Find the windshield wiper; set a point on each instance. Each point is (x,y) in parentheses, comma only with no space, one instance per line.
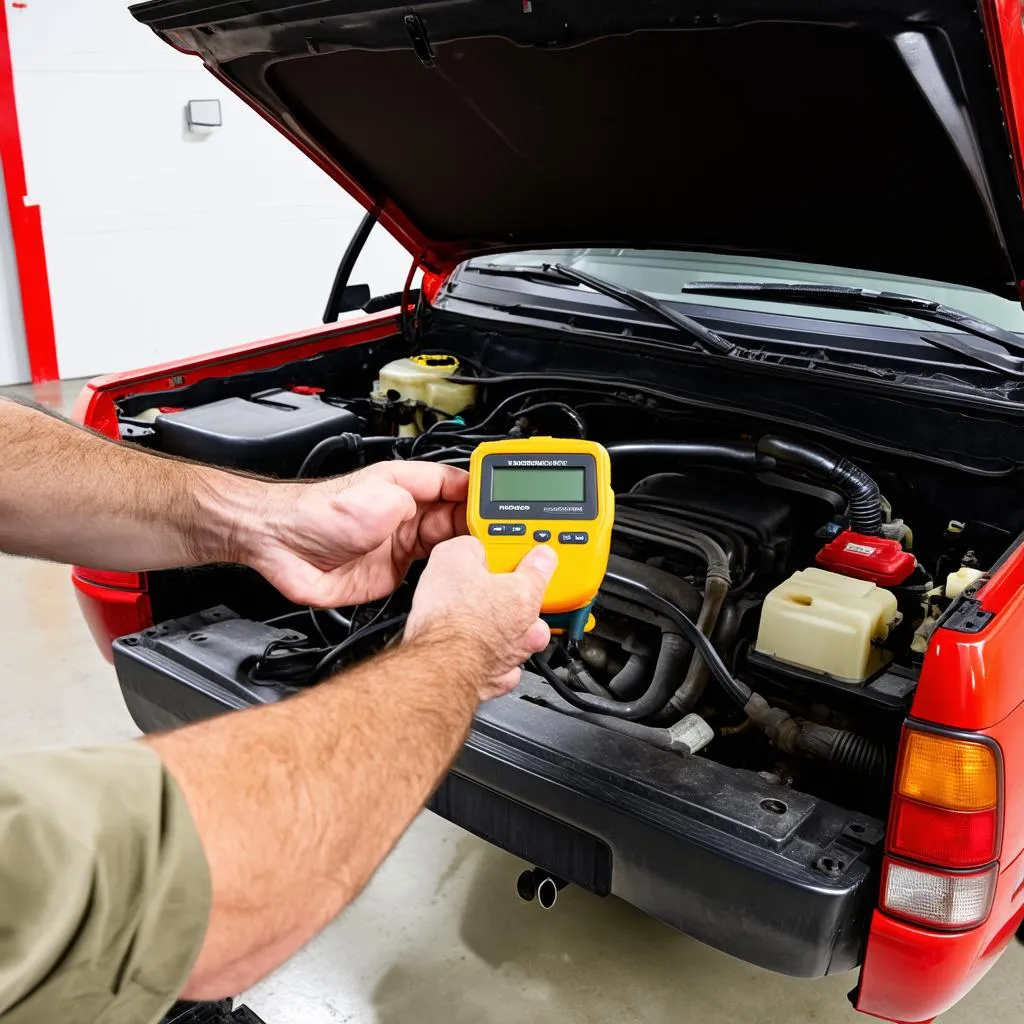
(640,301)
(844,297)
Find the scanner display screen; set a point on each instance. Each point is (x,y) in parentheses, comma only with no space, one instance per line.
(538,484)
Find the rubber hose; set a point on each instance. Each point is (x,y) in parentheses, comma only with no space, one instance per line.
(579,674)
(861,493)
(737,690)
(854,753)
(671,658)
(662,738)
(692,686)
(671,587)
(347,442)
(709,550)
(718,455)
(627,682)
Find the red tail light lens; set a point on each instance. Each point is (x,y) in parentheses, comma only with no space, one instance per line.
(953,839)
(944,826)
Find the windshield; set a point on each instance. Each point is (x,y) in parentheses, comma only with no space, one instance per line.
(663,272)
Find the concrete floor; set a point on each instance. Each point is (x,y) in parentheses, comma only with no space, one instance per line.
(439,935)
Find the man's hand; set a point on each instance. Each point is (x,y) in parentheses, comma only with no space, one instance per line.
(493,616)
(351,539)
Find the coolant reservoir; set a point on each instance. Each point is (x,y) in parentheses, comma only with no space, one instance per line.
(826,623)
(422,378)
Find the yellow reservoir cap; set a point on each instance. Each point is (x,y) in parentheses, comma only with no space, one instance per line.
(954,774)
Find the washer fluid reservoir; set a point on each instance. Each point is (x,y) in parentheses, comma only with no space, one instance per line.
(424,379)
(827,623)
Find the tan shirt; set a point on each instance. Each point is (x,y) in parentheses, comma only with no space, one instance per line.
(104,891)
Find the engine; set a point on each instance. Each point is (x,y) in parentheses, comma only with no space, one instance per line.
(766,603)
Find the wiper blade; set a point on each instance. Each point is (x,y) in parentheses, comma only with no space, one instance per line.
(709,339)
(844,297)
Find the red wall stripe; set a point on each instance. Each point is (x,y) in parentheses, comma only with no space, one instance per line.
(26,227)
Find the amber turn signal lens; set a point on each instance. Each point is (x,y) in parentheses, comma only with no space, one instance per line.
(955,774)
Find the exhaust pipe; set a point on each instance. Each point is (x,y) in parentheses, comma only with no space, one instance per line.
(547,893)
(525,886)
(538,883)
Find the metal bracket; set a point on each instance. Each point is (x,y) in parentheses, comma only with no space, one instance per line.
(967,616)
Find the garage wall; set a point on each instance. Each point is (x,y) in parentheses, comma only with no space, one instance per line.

________________________________________

TASK DIRECTIONS ->
Rewrite the rows from the line holding "Find the red wall" through the end of the rows, inclusive, keeping the requests. Scale every point coordinate in the answers by 0.85 and round to whole numbers, with halves going up.

RESULT FOR THIS TASK ->
Find the red wall stripe; set a point on each instance. Each point is (x,y) in parentheses, comma only with no space, one instance per line.
(22,193)
Find the amber turn signal lens; set a point on each instance. Each point is (x,y) in parentheses, comma only with no space, one instance per line.
(812,658)
Find the exhaust pipe; set a point on each instance. Each point is (x,y) in parentheses, comma only with no space, one instance per line.
(465,759)
(446,753)
(457,751)
Find the metal bracket; set a point on each instance. Each point is (x,y) in parentheses, comma only with no space, one instance per line.
(822,524)
Find the garage wall; set a point on each instance. Each point is (x,y) in parentheses, comma only with no space, one instance per line.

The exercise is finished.